Named object pointing items -
* * *

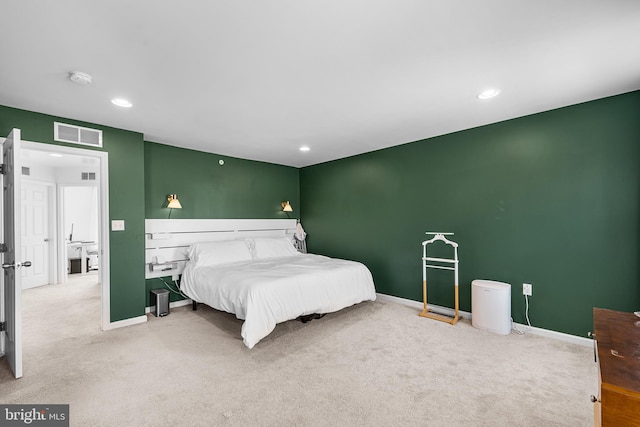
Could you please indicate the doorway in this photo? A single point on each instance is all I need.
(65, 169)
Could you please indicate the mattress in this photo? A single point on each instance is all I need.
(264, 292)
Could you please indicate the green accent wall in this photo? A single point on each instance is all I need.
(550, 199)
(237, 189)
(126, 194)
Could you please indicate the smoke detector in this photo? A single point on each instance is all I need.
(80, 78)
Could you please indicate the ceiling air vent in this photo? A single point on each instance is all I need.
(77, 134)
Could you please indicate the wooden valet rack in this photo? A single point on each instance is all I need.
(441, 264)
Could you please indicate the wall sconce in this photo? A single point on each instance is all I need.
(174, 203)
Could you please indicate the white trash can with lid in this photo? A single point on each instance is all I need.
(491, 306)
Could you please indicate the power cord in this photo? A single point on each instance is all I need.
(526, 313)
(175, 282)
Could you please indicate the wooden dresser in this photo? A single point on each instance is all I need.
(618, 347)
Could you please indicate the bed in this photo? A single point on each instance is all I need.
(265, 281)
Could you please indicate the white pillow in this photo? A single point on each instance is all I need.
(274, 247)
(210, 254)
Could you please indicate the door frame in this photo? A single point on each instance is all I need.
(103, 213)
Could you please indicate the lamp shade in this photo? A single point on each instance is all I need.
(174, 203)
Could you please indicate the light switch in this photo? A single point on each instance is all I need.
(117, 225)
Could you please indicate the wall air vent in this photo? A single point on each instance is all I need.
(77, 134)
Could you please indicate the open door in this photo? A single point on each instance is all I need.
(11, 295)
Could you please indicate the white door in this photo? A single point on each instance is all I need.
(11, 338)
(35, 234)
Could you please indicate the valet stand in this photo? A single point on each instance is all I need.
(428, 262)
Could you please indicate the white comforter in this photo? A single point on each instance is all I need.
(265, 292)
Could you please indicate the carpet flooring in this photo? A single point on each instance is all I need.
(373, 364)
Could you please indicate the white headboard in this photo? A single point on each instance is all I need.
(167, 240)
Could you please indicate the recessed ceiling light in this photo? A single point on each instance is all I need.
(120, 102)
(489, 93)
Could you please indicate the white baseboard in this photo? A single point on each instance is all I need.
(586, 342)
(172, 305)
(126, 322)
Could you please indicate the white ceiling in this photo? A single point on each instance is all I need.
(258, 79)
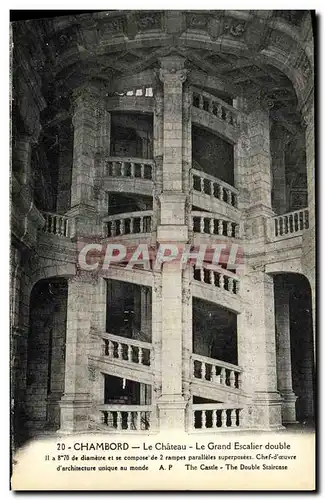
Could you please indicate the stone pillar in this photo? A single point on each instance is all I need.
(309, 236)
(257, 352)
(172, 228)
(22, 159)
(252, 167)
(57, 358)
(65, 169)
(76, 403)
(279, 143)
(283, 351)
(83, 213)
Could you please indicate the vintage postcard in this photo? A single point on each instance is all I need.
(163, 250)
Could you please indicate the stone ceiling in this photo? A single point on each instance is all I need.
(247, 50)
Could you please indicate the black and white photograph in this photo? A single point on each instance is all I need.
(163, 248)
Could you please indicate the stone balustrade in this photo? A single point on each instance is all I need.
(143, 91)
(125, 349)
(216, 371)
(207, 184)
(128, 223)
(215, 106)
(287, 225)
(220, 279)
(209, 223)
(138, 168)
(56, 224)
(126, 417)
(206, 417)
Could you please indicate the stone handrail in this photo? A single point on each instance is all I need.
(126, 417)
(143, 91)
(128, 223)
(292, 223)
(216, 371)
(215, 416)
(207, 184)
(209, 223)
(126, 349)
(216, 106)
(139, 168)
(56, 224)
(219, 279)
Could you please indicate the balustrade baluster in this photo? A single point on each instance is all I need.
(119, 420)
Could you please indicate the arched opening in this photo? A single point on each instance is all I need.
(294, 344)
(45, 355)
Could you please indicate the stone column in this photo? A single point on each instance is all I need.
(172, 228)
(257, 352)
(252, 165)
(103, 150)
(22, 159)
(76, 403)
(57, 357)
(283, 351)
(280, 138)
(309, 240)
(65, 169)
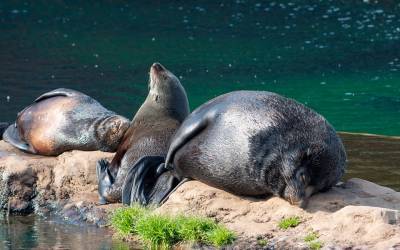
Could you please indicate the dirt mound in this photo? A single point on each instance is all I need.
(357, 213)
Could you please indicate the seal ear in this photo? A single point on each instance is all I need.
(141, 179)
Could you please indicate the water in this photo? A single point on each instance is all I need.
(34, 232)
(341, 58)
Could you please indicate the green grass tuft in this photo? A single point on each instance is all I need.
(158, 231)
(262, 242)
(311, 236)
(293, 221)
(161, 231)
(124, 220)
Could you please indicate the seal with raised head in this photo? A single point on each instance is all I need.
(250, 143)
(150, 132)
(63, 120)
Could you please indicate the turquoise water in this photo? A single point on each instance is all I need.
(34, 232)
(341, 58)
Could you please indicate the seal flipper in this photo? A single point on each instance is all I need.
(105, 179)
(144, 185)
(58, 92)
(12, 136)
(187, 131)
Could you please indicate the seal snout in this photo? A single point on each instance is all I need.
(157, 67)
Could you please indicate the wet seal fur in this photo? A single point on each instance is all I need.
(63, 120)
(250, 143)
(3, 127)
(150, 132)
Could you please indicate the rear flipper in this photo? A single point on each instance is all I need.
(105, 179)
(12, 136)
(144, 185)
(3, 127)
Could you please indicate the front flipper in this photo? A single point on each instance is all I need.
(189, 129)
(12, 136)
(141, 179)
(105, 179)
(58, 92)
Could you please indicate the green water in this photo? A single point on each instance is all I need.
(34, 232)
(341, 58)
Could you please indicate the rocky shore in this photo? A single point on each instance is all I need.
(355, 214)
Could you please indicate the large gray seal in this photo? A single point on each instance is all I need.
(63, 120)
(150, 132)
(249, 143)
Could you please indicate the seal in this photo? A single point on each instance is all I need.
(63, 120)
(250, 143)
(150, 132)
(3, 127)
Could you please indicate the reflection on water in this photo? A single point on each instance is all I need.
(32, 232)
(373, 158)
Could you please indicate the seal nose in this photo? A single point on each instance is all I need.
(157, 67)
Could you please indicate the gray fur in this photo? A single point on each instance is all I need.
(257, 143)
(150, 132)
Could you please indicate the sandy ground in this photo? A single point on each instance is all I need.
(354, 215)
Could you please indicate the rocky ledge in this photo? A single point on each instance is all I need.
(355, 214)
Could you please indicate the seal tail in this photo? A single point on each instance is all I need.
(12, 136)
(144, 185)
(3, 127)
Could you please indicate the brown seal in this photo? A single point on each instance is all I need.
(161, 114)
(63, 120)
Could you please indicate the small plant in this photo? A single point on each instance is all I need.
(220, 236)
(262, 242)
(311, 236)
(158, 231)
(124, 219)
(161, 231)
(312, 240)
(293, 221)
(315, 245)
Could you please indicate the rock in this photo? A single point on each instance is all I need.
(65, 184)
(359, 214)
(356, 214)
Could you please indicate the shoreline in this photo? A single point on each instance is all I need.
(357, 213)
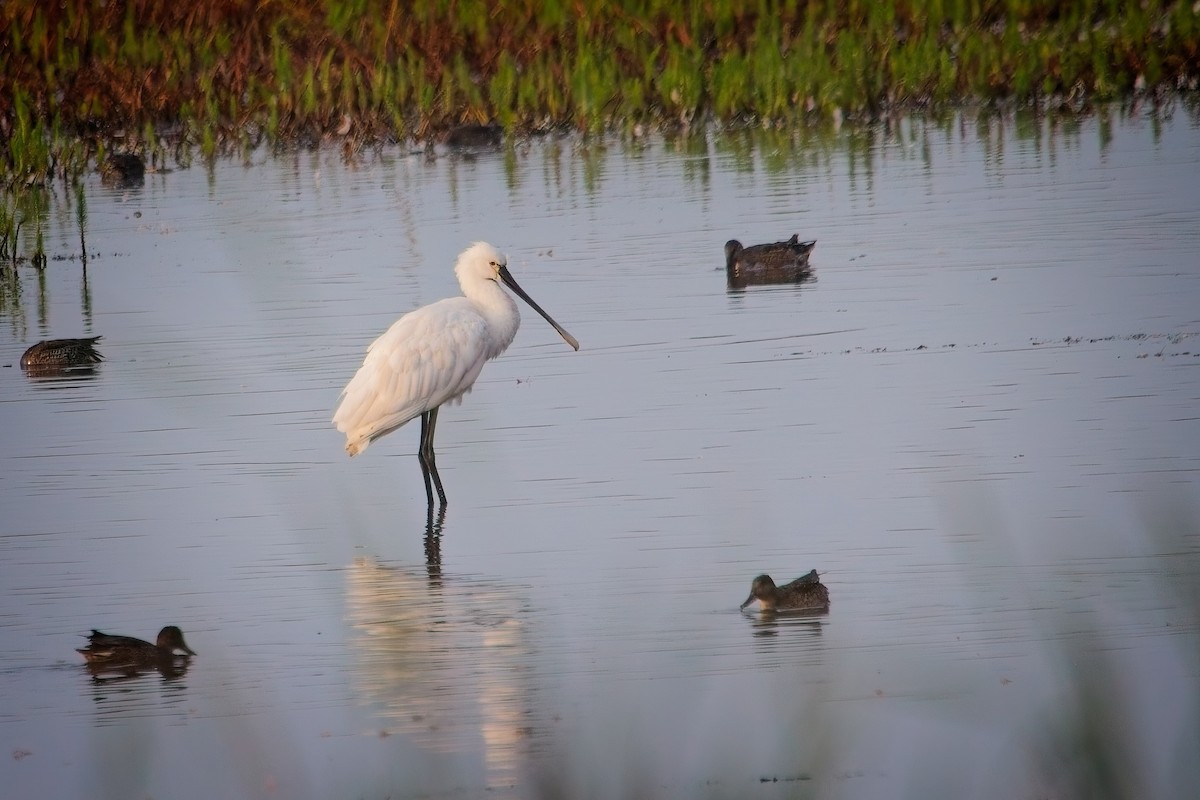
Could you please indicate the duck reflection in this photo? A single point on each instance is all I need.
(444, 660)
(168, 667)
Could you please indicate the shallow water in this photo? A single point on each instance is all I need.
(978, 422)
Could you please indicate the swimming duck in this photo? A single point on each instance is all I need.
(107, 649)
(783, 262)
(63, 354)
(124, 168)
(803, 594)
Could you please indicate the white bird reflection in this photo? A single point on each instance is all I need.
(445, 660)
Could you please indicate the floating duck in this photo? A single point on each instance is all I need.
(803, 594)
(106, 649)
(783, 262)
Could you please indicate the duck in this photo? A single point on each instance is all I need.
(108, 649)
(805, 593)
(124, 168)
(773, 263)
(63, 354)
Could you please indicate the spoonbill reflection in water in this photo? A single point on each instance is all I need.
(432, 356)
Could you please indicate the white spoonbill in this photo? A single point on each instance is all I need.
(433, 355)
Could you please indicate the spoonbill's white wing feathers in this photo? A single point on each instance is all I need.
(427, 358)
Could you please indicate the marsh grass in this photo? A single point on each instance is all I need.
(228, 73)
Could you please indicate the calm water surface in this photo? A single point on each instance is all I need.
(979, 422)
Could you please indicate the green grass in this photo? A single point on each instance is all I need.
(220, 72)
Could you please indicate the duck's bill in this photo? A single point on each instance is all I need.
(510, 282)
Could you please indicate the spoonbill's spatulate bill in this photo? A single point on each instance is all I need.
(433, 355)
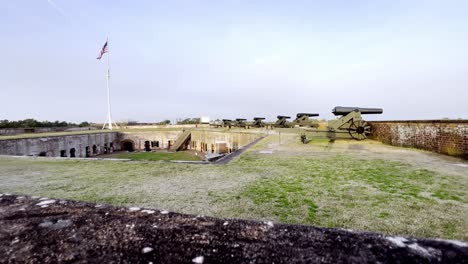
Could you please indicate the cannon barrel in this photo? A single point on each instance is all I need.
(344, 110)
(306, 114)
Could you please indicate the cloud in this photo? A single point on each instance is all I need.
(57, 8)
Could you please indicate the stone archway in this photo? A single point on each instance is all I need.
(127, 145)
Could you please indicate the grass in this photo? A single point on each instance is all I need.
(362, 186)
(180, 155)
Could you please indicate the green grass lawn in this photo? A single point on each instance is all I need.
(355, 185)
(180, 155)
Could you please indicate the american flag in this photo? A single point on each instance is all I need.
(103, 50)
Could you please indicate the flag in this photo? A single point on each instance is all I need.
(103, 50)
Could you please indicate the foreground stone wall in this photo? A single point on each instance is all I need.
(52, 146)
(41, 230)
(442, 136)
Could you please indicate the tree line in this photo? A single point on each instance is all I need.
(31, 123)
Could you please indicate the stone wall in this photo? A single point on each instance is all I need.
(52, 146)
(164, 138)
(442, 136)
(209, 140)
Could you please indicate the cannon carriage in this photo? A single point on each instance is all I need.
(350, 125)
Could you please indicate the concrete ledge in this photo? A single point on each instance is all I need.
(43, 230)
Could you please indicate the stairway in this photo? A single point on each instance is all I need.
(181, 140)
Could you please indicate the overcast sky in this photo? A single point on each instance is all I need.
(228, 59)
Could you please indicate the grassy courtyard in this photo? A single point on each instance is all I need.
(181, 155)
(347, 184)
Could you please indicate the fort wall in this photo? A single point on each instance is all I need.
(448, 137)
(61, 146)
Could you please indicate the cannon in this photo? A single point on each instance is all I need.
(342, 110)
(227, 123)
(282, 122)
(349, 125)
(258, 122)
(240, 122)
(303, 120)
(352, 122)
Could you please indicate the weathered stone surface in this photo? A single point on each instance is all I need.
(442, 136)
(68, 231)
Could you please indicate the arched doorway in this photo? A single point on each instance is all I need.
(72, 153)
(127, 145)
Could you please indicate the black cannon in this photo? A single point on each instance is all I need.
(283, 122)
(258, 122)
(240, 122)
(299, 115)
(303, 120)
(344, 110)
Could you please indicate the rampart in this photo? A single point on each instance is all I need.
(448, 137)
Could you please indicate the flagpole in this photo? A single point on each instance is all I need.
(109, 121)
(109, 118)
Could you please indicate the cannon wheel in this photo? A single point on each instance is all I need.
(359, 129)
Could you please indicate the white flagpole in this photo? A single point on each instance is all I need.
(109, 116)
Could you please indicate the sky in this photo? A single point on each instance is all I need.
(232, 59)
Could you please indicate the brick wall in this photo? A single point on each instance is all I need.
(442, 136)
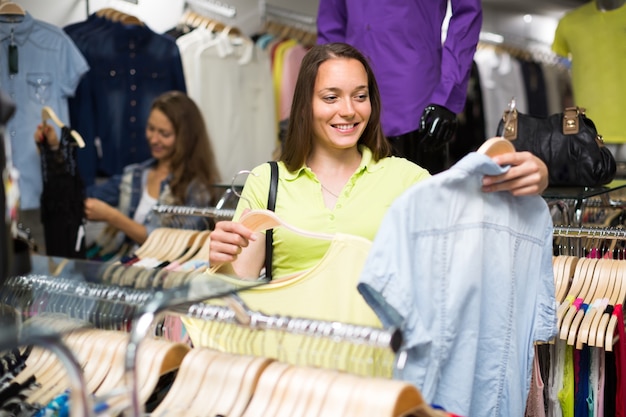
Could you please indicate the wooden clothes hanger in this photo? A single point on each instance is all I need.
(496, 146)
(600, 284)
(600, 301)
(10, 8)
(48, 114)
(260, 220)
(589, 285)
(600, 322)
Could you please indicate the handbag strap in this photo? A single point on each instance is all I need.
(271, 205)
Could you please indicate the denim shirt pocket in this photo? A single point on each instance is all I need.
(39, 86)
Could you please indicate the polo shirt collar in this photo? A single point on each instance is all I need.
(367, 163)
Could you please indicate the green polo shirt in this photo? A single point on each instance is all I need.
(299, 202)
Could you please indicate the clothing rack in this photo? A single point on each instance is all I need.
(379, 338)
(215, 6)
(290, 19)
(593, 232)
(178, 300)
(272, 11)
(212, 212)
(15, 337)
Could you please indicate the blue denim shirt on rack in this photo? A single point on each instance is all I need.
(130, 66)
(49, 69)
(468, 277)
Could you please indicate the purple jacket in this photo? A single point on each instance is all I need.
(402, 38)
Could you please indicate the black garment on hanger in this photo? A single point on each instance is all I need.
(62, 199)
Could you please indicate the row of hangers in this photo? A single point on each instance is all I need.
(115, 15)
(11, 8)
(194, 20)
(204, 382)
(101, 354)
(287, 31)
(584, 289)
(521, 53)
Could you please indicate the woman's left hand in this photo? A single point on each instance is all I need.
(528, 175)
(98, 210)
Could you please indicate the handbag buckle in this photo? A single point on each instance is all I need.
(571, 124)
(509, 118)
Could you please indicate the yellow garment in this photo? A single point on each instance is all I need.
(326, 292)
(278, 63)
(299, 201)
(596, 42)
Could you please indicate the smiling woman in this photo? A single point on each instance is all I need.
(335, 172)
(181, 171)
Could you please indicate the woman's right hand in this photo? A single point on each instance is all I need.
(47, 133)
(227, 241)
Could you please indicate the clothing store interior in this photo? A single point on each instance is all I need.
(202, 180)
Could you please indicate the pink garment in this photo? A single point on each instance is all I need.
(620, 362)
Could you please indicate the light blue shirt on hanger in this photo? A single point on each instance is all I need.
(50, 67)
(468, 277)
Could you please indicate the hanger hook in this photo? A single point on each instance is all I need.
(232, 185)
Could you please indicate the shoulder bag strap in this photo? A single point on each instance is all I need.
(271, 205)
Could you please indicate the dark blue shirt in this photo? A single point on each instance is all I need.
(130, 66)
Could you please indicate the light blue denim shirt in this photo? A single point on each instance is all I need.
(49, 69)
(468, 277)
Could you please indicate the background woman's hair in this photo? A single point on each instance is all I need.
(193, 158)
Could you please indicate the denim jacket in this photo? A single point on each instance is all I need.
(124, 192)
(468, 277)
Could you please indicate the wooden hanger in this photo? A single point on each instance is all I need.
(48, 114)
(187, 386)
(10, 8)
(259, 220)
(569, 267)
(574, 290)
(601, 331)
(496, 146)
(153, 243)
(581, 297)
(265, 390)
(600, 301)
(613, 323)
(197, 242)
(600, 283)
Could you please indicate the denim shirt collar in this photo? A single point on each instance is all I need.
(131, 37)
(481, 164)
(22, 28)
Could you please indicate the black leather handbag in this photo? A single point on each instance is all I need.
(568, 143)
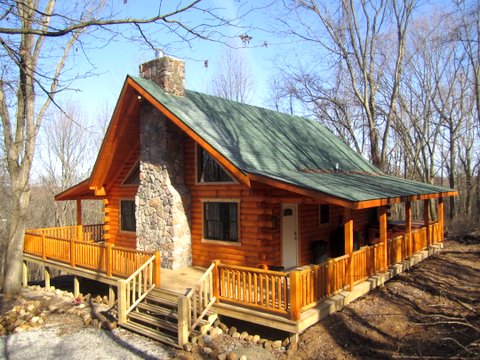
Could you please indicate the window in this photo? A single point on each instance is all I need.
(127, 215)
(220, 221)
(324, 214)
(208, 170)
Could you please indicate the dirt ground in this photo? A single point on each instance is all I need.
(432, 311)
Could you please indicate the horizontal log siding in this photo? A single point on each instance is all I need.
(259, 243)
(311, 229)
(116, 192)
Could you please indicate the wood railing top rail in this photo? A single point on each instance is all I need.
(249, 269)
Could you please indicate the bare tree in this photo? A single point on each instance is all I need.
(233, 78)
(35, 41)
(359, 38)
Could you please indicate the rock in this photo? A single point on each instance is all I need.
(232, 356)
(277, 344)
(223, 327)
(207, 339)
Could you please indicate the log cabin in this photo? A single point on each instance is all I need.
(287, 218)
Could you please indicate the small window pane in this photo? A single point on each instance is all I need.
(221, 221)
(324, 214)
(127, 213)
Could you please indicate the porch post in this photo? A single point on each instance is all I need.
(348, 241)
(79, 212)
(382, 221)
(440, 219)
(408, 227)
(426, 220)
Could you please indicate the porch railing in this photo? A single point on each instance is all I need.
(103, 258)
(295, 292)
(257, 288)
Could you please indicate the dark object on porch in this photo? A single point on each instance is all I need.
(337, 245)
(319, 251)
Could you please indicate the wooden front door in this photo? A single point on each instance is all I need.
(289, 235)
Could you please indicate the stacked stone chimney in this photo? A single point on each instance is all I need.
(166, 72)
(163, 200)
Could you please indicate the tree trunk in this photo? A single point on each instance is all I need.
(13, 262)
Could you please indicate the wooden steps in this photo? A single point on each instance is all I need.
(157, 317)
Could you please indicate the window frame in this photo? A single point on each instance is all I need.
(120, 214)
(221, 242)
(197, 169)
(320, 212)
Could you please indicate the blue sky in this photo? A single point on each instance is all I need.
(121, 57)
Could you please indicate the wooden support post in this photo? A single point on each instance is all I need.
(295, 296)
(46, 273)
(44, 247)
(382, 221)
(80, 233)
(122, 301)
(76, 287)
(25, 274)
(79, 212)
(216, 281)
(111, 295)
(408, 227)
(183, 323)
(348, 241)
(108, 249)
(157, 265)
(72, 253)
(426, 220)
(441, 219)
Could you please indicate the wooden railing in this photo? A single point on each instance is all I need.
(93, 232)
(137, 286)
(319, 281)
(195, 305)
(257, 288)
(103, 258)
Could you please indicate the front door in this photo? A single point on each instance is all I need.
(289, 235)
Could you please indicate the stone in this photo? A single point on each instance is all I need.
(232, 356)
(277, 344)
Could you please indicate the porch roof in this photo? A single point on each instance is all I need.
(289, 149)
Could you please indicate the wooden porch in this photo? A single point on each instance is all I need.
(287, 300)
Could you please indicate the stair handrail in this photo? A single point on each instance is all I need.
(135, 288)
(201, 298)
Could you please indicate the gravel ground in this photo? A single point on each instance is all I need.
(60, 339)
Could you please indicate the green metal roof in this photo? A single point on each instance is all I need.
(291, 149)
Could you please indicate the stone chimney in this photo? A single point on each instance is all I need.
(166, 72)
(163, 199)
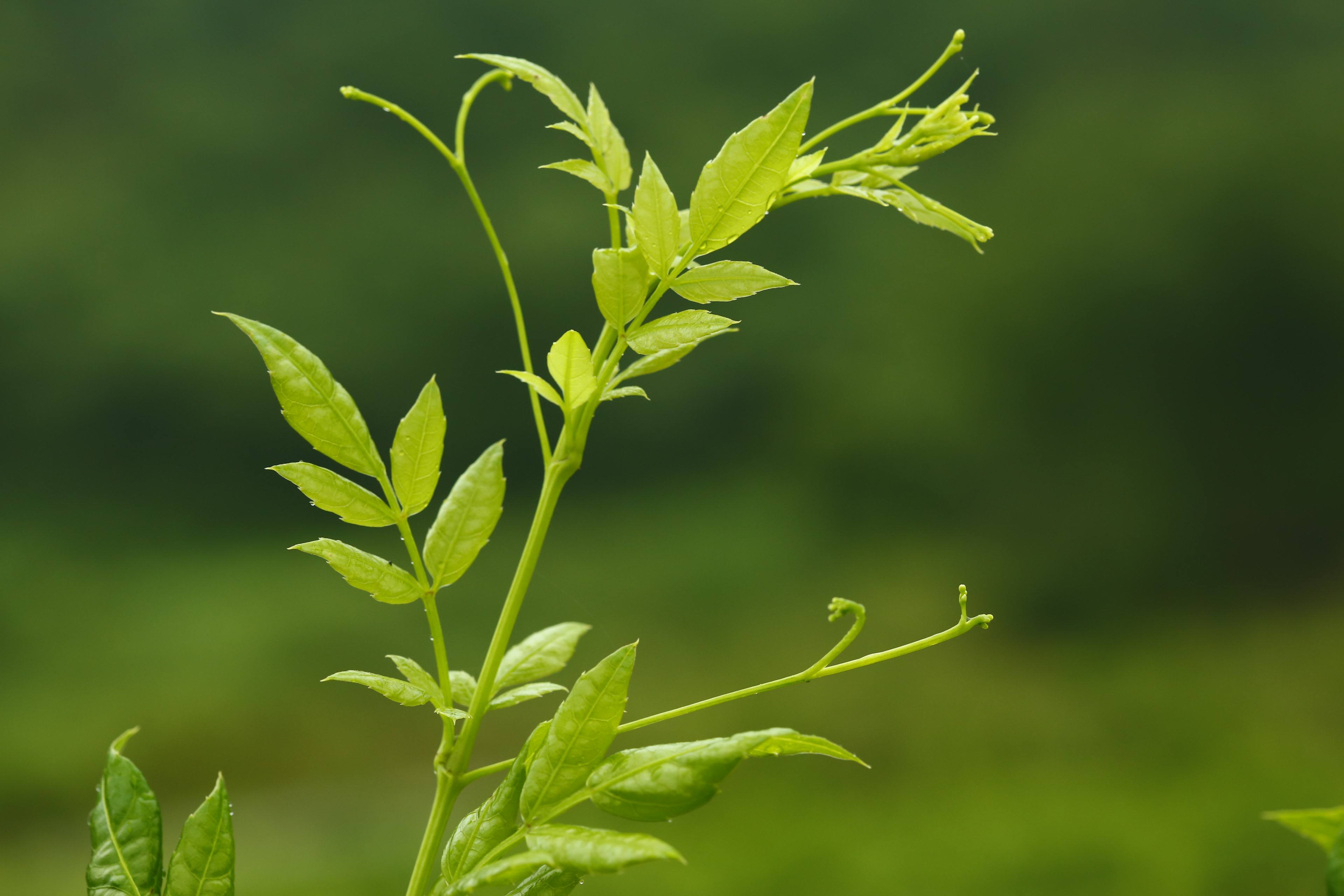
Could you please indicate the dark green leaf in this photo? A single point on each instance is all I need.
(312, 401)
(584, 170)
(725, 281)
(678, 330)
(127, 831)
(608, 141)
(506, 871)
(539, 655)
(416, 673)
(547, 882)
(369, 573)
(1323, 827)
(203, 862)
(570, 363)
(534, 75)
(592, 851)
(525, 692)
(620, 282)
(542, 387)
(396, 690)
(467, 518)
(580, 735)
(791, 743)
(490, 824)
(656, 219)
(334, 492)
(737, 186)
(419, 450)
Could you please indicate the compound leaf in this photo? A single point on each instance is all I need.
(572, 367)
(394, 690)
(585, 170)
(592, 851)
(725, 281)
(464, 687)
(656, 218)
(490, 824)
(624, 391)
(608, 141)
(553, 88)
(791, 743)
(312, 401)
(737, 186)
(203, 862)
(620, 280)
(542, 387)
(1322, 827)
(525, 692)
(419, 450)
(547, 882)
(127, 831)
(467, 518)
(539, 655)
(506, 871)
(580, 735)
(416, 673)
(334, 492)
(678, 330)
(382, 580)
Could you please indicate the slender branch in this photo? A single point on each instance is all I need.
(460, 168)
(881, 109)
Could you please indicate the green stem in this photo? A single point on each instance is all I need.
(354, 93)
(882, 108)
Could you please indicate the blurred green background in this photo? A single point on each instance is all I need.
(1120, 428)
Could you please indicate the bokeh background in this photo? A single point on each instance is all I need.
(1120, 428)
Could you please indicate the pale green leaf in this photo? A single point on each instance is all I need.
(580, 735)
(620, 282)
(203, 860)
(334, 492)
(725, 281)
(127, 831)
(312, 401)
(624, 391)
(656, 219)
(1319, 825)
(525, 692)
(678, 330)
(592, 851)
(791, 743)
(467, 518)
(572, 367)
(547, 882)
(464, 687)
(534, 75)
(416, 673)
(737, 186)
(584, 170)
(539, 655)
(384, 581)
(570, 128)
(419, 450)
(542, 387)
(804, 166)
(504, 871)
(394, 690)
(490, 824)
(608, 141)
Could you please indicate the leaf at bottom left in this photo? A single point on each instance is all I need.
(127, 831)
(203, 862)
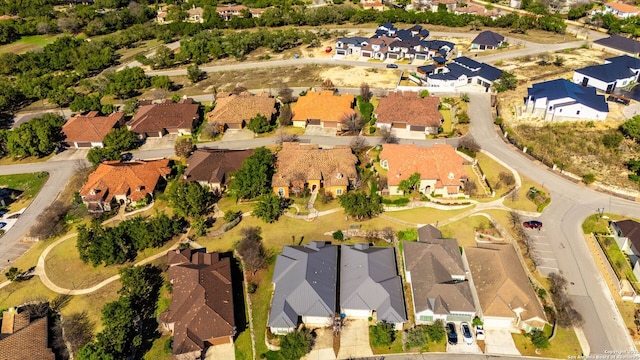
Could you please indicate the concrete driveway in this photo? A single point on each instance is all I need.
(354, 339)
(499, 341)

* * *

EXERCISE AIM - Format the lines from the one containing "Could you please indicate the leaf" through the end of the items, inclusive, as a JSON list of strings with one string per line, skipping blank lines and leaving out the pictures.

SOLUTION TO THIS PROBLEM -
[
  "Could you please indicate the leaf at bottom left in this photo? A single point on each instance is all I need.",
  "(127, 831)",
  "(203, 862)",
  "Could you please indicate the concrete driveway in this photo? A single point on each instance is all I need.",
  "(354, 339)",
  "(499, 341)"
]